Return the entries below verbatim. Pictures stay out.
--- START Records for processing ---
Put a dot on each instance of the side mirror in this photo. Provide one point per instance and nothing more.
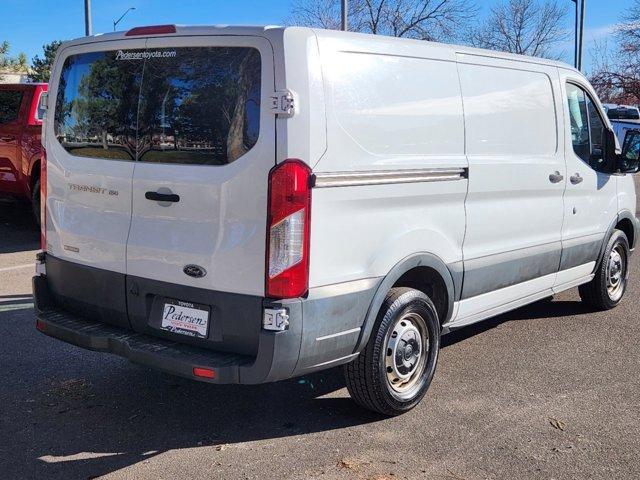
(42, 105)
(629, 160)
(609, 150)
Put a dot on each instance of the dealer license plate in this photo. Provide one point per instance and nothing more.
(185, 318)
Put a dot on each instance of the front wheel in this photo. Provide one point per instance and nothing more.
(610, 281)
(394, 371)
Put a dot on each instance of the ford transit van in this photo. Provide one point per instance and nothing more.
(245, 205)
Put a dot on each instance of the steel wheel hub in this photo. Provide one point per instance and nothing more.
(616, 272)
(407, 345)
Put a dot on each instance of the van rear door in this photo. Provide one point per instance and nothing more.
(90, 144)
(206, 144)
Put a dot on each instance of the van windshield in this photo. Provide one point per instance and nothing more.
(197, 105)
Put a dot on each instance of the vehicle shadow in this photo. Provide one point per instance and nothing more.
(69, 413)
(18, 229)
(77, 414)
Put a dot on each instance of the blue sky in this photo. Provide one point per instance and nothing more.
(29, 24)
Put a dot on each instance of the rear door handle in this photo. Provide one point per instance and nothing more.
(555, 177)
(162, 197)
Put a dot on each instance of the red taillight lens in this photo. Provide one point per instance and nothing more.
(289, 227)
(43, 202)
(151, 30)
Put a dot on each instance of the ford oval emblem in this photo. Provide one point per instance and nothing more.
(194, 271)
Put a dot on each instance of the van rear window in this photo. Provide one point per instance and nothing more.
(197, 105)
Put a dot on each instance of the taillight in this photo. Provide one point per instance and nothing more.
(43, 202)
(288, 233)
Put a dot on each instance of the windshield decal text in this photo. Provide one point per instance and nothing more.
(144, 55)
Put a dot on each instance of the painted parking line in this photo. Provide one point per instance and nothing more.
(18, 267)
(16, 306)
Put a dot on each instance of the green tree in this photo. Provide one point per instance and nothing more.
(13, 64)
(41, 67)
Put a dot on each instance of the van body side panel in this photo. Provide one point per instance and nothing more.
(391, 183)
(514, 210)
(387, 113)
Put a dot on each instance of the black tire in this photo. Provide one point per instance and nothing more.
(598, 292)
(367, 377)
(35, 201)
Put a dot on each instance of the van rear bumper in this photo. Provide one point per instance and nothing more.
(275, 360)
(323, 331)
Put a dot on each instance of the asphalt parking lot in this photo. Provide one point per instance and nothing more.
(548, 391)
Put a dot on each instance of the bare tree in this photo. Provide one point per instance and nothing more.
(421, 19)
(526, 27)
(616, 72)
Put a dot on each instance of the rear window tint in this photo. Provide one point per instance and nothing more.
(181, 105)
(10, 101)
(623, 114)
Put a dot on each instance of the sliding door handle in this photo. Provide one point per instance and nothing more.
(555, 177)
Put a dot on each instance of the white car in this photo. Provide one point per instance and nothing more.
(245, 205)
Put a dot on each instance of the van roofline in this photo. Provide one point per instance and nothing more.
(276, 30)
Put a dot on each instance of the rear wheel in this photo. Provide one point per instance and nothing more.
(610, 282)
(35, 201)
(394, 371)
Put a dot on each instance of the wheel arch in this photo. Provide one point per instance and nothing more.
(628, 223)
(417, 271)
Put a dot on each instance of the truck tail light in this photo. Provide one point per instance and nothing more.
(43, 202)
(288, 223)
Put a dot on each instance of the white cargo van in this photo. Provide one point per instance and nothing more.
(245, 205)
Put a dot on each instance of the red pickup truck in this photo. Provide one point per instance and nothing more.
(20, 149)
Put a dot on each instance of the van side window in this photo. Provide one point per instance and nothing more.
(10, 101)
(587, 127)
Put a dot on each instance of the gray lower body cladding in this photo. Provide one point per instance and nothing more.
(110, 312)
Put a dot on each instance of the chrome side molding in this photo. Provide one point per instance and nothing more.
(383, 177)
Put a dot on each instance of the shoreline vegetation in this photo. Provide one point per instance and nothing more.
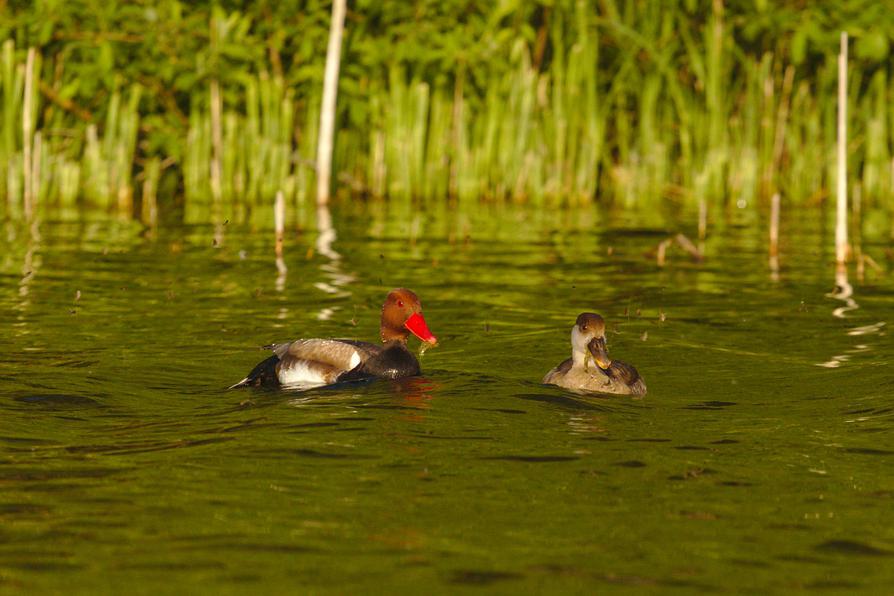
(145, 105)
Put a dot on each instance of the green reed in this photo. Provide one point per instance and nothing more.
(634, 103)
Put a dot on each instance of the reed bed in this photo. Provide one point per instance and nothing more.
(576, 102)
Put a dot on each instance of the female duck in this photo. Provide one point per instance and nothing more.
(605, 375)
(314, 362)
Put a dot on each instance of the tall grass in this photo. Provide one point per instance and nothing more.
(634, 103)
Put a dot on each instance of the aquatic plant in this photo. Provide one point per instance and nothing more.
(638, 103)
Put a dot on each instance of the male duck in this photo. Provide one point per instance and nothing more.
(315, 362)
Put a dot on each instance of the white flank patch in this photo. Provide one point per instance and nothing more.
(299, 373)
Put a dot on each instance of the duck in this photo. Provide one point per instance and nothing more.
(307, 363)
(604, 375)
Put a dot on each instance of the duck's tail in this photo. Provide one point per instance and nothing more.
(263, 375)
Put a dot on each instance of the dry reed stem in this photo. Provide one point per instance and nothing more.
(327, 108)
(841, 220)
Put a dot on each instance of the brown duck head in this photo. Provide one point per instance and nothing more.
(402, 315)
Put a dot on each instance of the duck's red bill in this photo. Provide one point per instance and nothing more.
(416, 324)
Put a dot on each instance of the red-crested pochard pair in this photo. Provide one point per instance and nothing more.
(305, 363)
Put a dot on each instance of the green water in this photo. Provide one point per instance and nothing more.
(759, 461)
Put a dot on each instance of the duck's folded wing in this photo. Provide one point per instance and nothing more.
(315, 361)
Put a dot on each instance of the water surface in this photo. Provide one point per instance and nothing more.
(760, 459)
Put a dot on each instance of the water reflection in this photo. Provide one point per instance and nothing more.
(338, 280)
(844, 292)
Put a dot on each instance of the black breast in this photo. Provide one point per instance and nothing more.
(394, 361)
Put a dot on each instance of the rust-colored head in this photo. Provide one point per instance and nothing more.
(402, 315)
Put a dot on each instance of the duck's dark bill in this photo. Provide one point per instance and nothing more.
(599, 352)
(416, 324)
--- END Records for processing ---
- _Answer to the exercise_:
Put a dot on each instance of the side mirror in this photo. Provide one point per instance and nothing more.
(42, 105)
(629, 160)
(609, 150)
Put a dot on each instance of the dealer license plate in this photo. Provide one point per instance and nothing more.
(185, 318)
Put a dot on each instance of the front wheel in this photo. Provide one point per instance and nothing more.
(610, 281)
(394, 371)
Put a dot on each instance of the ford transit van in this photo. Provide one point per instance and nothing more.
(245, 205)
Put a dot on each instance of the steel wheel hub in this photo. Provide one point per instance and nothing more.
(616, 272)
(407, 345)
Put a dot on each instance of the van rear door in this photo. Provide one point per instance and nothing more.
(90, 144)
(206, 144)
Put a dot on each instance of the van windshield in this photo. Provide one point per instance and nothing more.
(197, 105)
Put a dot on each instance of the vehicle shadow in this photo. Provide one point per instance and nothing more.
(69, 413)
(18, 229)
(77, 414)
Put a dot on each instance of the blue sky in this photo. Provide one point per instance and nothing more.
(29, 24)
Put a dot on each instance of the rear door handle in this photo. Provide one point per instance and nothing more.
(555, 177)
(162, 197)
Put a dot on each instance of the red taillight lens in this photo. Provide one point per instance and nothing more.
(289, 227)
(43, 202)
(151, 30)
Put a dot on each instance of the ford oval emblem in this photo. Provide one point per instance and nothing more.
(194, 271)
Put a dot on each instance of the van rear window in this photo. Provide one point per instance and nothing more.
(197, 105)
Put a dot on each instance of the taillight in this photo. Provide one point per instance and nothing more.
(43, 202)
(288, 233)
Put a dot on each instance of the windshield decal text in this photo. Provide one point per instance and nothing more.
(144, 55)
Put a dot on each instance of the painted parking line in this photo. Provide one point per instance and nothing more.
(18, 267)
(16, 306)
Put a dot on each instance of the green tree in this photo. Provide one point per instance and nothing more.
(13, 64)
(41, 67)
Put a dot on each instance of the van body side panel in this photo. Provide one point per instance and nothing more.
(391, 183)
(514, 210)
(387, 113)
Put a dot on each instance of the black tire in this photo. Provide one point per instance and nothing more.
(598, 292)
(367, 377)
(35, 201)
Put a dot on each instance of the van rear bumper in this photo. Provide one point per instance and nothing more.
(275, 360)
(323, 331)
Put a dot on each instance of the asphalt parking lot in this photo. Provide one point per instance and nothing more.
(548, 391)
Put a dot on each instance of the bare tree in this photo. Provide one point per instance and nothing more.
(421, 19)
(526, 27)
(616, 72)
Put a dot on each instance of the rear window tint in this photo. Provide one point per instance and nothing more.
(181, 105)
(10, 101)
(623, 114)
Put a dot on each instance of the sliding door handle in this photo. Provide one point per instance and nothing more.
(555, 177)
Put a dot on each instance of the white car in this photo. Provide one point per instance and nothing more.
(245, 205)
Put a dot on each instance of the van roofline in this photo. Provide one point per instance and nothing more.
(276, 30)
Put a dot on each instance of the rear wheel in this photo. Provide one point per instance and nothing more.
(610, 282)
(35, 201)
(394, 371)
Put a dot on each instance of the wheel arch in this photo. Provide one point per instance and nothing more.
(628, 223)
(417, 271)
Put a dot on each instance of the truck tail light in this photo. Provide one point per instance and nothing more.
(43, 202)
(288, 223)
Put a dot on each instance of the white cargo van in this photo. Provide one point per instance and nothing more.
(245, 205)
Put a dot on each instance of the red pickup truck in this photo. Provide one point per instance and nothing more.
(20, 149)
Put a dot on each instance of the van side window in this photo. Provide one point per instance and nothing more.
(10, 101)
(587, 127)
Put a dot on each instance of the gray lower body cladding in this photo. Provide one point per instance and nothing more.
(110, 312)
Put a dot on each instance of the chrome side molding in this photo. Provide one point per instance and nothing more.
(383, 177)
Put a dot on each instance of the shoreline vegetation in this photo. Provide one point per instance and nothing more.
(145, 105)
Put a dot on each instance of the green reed in this photo. Provide one point per instance and nothing more.
(634, 103)
Put a dot on each instance of the reed bed in this photo. Provide one point per instance and nothing more.
(576, 102)
Put a dot on each instance of the female duck in this photo. Provide one point per instance and nothing more.
(605, 375)
(314, 362)
Put a dot on each instance of the tall grass in this photo. Provide one point per instance and nothing more.
(634, 103)
Put a dot on each instance of the aquatic plant in this photo. Provide one point per instance and nothing more.
(638, 103)
Put a dot on each instance of the male duck in this photo. Provide one point per instance and nothing more.
(315, 362)
Put a dot on each instance of the white flank patch in this photo. Provide one point per instance and nothing more.
(299, 373)
Put a dot on each instance of the duck in this photo. Provide one point per instance and nothing more.
(307, 363)
(604, 375)
Put a dot on each instance of the duck's tail in this photo. Provide one point per instance and nothing more.
(263, 375)
Put a dot on each instance of the dry reed stem in this photo. Provide one point per instance and nothing more.
(327, 108)
(841, 220)
Put a dot on each instance of the brown duck head in this photo. Provide one point per instance and nothing more.
(402, 315)
Put a dot on each instance of the duck's red bill in this photo. Provide one point per instance and nothing more.
(416, 324)
Put a dot on each instance of the red-crested pochard pair in this photo. Provide one point per instance and nothing more.
(305, 363)
Put a dot on each instance of the green water in this photo. Provide one point per instance and nothing more.
(759, 461)
Put a dot on each instance of the duck's folded wing in this photo. Provide one point per instance and nothing more.
(315, 361)
Put a dot on each instance of the water surface in this photo. Provide one point per instance and nothing more.
(760, 459)
Put a dot on each instance of the water reflection in this photo. Provide one point per instance and nothing more.
(338, 280)
(844, 292)
Put a dot on each instance of the black breast in this photo. Provide one point per instance and nothing more.
(394, 361)
Put a dot on each instance of the rust-colored head in this photo. Provide one point per instance and nothing more.
(402, 315)
Put a dot on each instance of the duck's dark bill in this photo. Provide one point per instance and nothing more.
(599, 352)
(416, 324)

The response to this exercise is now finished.